◆ **Directions**
Copy out everything from the line containing "Would you mind pinning the car" down to the end of the items, unchanged.

BEGIN Information provided

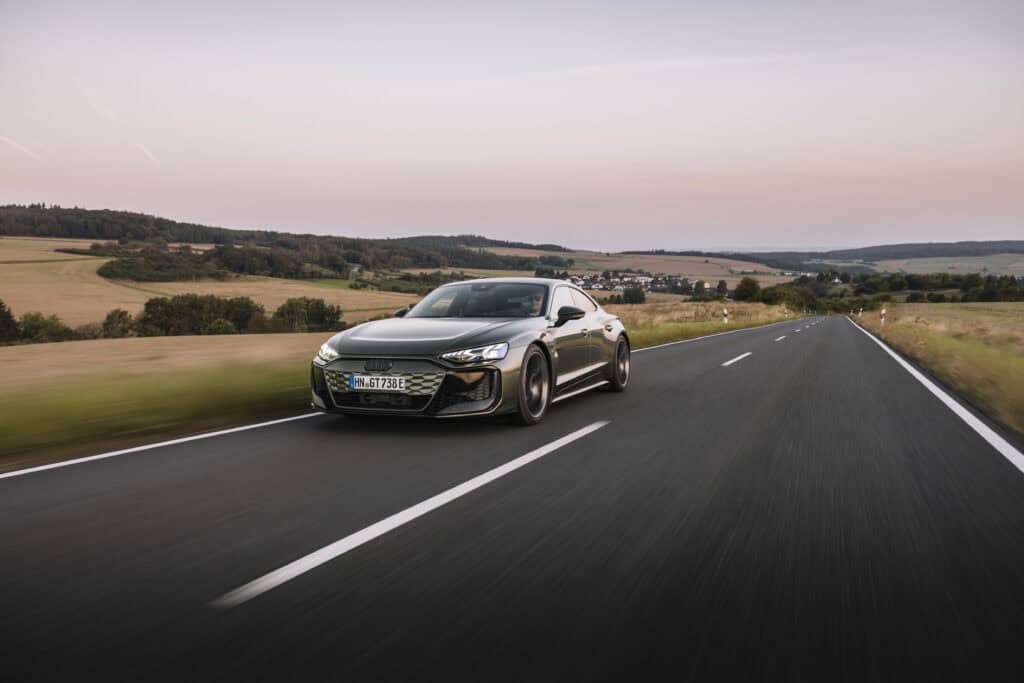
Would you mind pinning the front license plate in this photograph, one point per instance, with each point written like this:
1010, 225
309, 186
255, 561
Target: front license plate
377, 383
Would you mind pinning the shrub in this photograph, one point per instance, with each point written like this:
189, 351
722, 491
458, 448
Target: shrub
118, 324
305, 314
9, 329
634, 295
220, 327
747, 290
38, 328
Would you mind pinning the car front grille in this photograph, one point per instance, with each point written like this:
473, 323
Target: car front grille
417, 384
465, 388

END Information provided

◆ **Response to this task**
Would you mind pinning the car front grille in this photograph, one point per instance, with each point written like this:
473, 323
Target: car front grille
417, 384
465, 388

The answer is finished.